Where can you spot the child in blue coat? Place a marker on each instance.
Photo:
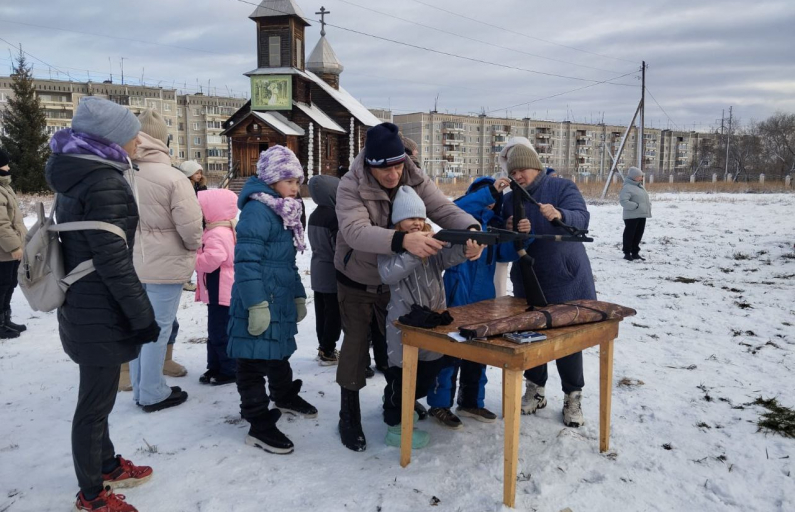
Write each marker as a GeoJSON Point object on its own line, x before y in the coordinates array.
{"type": "Point", "coordinates": [268, 299]}
{"type": "Point", "coordinates": [469, 282]}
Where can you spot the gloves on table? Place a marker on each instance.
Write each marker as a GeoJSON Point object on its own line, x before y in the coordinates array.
{"type": "Point", "coordinates": [259, 318]}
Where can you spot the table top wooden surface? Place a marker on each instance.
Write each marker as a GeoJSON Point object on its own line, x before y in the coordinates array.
{"type": "Point", "coordinates": [499, 308]}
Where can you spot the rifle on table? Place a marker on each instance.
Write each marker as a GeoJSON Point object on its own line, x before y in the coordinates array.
{"type": "Point", "coordinates": [495, 236]}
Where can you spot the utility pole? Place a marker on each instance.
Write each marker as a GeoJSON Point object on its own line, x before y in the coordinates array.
{"type": "Point", "coordinates": [641, 142]}
{"type": "Point", "coordinates": [122, 70]}
{"type": "Point", "coordinates": [728, 137]}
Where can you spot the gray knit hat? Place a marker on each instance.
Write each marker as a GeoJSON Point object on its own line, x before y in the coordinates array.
{"type": "Point", "coordinates": [103, 118]}
{"type": "Point", "coordinates": [522, 157]}
{"type": "Point", "coordinates": [407, 205]}
{"type": "Point", "coordinates": [153, 124]}
{"type": "Point", "coordinates": [190, 167]}
{"type": "Point", "coordinates": [634, 173]}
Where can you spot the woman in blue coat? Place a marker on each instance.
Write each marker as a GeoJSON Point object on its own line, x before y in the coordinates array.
{"type": "Point", "coordinates": [469, 282]}
{"type": "Point", "coordinates": [563, 268]}
{"type": "Point", "coordinates": [268, 299]}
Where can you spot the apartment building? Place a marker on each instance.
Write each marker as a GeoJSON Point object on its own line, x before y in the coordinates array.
{"type": "Point", "coordinates": [199, 126]}
{"type": "Point", "coordinates": [193, 120]}
{"type": "Point", "coordinates": [461, 145]}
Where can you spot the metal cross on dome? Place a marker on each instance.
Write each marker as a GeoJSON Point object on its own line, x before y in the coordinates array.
{"type": "Point", "coordinates": [322, 14]}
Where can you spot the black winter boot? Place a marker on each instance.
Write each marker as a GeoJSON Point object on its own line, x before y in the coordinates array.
{"type": "Point", "coordinates": [6, 332]}
{"type": "Point", "coordinates": [12, 325]}
{"type": "Point", "coordinates": [294, 404]}
{"type": "Point", "coordinates": [264, 434]}
{"type": "Point", "coordinates": [350, 425]}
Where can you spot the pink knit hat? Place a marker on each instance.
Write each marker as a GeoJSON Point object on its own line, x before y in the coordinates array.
{"type": "Point", "coordinates": [279, 163]}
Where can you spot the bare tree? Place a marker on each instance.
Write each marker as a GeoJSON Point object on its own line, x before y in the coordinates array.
{"type": "Point", "coordinates": [778, 139]}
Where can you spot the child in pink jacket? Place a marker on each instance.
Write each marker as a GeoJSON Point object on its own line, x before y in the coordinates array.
{"type": "Point", "coordinates": [215, 269]}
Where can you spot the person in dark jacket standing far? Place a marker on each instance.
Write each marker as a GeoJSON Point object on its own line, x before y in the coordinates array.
{"type": "Point", "coordinates": [563, 269]}
{"type": "Point", "coordinates": [12, 239]}
{"type": "Point", "coordinates": [637, 208]}
{"type": "Point", "coordinates": [364, 204]}
{"type": "Point", "coordinates": [322, 232]}
{"type": "Point", "coordinates": [106, 315]}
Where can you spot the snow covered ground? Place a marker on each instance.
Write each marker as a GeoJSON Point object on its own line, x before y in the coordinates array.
{"type": "Point", "coordinates": [682, 438]}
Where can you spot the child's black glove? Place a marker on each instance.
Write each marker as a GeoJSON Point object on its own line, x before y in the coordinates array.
{"type": "Point", "coordinates": [425, 317]}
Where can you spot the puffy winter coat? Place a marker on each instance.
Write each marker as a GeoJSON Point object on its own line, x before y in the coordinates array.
{"type": "Point", "coordinates": [171, 220]}
{"type": "Point", "coordinates": [563, 268]}
{"type": "Point", "coordinates": [12, 229]}
{"type": "Point", "coordinates": [635, 200]}
{"type": "Point", "coordinates": [103, 308]}
{"type": "Point", "coordinates": [473, 281]}
{"type": "Point", "coordinates": [364, 209]}
{"type": "Point", "coordinates": [265, 270]}
{"type": "Point", "coordinates": [215, 259]}
{"type": "Point", "coordinates": [322, 233]}
{"type": "Point", "coordinates": [414, 280]}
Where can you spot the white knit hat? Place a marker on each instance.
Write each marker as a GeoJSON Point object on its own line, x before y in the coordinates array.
{"type": "Point", "coordinates": [407, 205]}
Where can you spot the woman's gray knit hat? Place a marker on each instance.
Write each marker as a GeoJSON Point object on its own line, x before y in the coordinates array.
{"type": "Point", "coordinates": [106, 119]}
{"type": "Point", "coordinates": [407, 205]}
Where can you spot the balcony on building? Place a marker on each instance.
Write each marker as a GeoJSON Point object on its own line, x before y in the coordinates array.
{"type": "Point", "coordinates": [452, 139]}
{"type": "Point", "coordinates": [451, 127]}
{"type": "Point", "coordinates": [56, 100]}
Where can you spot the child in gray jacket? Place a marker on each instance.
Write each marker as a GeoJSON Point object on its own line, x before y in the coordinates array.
{"type": "Point", "coordinates": [413, 280]}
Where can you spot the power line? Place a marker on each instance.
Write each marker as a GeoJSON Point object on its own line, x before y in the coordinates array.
{"type": "Point", "coordinates": [558, 94]}
{"type": "Point", "coordinates": [663, 110]}
{"type": "Point", "coordinates": [448, 54]}
{"type": "Point", "coordinates": [96, 34]}
{"type": "Point", "coordinates": [473, 39]}
{"type": "Point", "coordinates": [519, 33]}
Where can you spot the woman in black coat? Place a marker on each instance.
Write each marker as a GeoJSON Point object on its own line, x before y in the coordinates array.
{"type": "Point", "coordinates": [106, 314]}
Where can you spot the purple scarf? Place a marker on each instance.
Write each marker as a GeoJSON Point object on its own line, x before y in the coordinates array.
{"type": "Point", "coordinates": [71, 142]}
{"type": "Point", "coordinates": [289, 210]}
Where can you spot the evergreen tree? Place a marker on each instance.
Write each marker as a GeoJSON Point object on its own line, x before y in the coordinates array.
{"type": "Point", "coordinates": [24, 137]}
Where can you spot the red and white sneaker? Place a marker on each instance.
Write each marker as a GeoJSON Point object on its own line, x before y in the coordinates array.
{"type": "Point", "coordinates": [126, 475]}
{"type": "Point", "coordinates": [107, 501]}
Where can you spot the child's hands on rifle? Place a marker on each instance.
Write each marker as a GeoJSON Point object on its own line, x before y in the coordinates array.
{"type": "Point", "coordinates": [473, 250]}
{"type": "Point", "coordinates": [522, 227]}
{"type": "Point", "coordinates": [422, 244]}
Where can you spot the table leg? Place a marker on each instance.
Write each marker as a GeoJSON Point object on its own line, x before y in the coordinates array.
{"type": "Point", "coordinates": [605, 393]}
{"type": "Point", "coordinates": [512, 405]}
{"type": "Point", "coordinates": [410, 355]}
{"type": "Point", "coordinates": [503, 392]}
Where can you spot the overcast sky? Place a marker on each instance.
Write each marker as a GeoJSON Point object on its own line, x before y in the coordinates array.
{"type": "Point", "coordinates": [702, 56]}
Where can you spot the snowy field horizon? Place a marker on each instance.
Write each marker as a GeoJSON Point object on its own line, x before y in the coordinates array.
{"type": "Point", "coordinates": [714, 332]}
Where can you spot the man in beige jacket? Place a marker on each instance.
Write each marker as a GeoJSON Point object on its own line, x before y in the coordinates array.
{"type": "Point", "coordinates": [164, 254]}
{"type": "Point", "coordinates": [12, 239]}
{"type": "Point", "coordinates": [364, 205]}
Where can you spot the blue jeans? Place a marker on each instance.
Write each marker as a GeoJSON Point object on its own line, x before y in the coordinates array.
{"type": "Point", "coordinates": [146, 372]}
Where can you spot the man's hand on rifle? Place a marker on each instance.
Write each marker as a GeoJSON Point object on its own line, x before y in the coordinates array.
{"type": "Point", "coordinates": [473, 250]}
{"type": "Point", "coordinates": [422, 244]}
{"type": "Point", "coordinates": [522, 227]}
{"type": "Point", "coordinates": [549, 212]}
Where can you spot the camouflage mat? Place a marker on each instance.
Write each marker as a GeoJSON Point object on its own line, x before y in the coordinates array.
{"type": "Point", "coordinates": [575, 312]}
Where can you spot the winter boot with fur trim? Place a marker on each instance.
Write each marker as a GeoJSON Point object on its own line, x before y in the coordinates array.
{"type": "Point", "coordinates": [533, 398]}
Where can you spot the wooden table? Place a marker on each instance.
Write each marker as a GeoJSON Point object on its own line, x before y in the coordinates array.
{"type": "Point", "coordinates": [513, 359]}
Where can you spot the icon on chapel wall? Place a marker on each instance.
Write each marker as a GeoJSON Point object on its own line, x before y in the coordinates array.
{"type": "Point", "coordinates": [271, 92]}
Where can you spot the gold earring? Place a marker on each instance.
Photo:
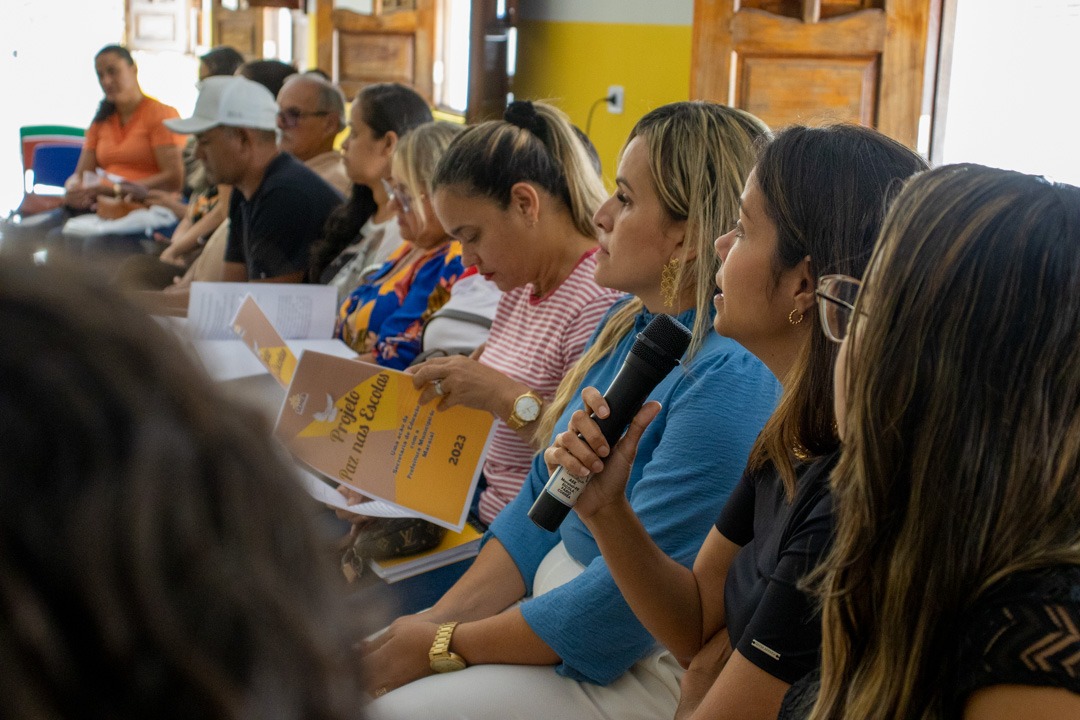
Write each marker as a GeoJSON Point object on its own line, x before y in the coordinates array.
{"type": "Point", "coordinates": [669, 286]}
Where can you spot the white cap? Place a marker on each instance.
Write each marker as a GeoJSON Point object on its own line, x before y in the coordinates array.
{"type": "Point", "coordinates": [229, 100]}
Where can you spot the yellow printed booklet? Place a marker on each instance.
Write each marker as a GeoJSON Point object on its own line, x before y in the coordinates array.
{"type": "Point", "coordinates": [256, 330]}
{"type": "Point", "coordinates": [362, 425]}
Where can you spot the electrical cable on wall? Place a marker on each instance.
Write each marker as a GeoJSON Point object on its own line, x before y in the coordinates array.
{"type": "Point", "coordinates": [592, 108]}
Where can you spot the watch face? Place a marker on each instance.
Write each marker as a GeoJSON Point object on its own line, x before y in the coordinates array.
{"type": "Point", "coordinates": [447, 664]}
{"type": "Point", "coordinates": [527, 408]}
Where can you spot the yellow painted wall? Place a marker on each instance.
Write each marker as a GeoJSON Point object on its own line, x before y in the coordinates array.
{"type": "Point", "coordinates": [575, 63]}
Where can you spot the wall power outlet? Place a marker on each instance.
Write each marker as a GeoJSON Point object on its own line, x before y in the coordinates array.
{"type": "Point", "coordinates": [616, 96]}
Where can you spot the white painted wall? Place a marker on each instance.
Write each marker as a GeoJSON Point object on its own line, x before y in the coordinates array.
{"type": "Point", "coordinates": [631, 12]}
{"type": "Point", "coordinates": [46, 63]}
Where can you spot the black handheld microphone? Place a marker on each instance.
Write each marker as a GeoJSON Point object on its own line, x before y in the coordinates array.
{"type": "Point", "coordinates": [656, 352]}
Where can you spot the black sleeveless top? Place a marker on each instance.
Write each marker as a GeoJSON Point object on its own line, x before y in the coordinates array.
{"type": "Point", "coordinates": [1025, 630]}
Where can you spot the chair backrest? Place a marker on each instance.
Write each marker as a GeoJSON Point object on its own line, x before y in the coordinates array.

----------

> WHAT IS EXPECTED:
Pull every line containing the string "woman" out of the data above and copy it.

> OUTPUT OF THE EXERCISE:
Where can you spot the woman in blue coat? Place a marker on each instance.
Where can you spot the woman's gray knit hat? Place a marker on each instance.
Where can you spot the woman in black coat? Place a marker on each instance.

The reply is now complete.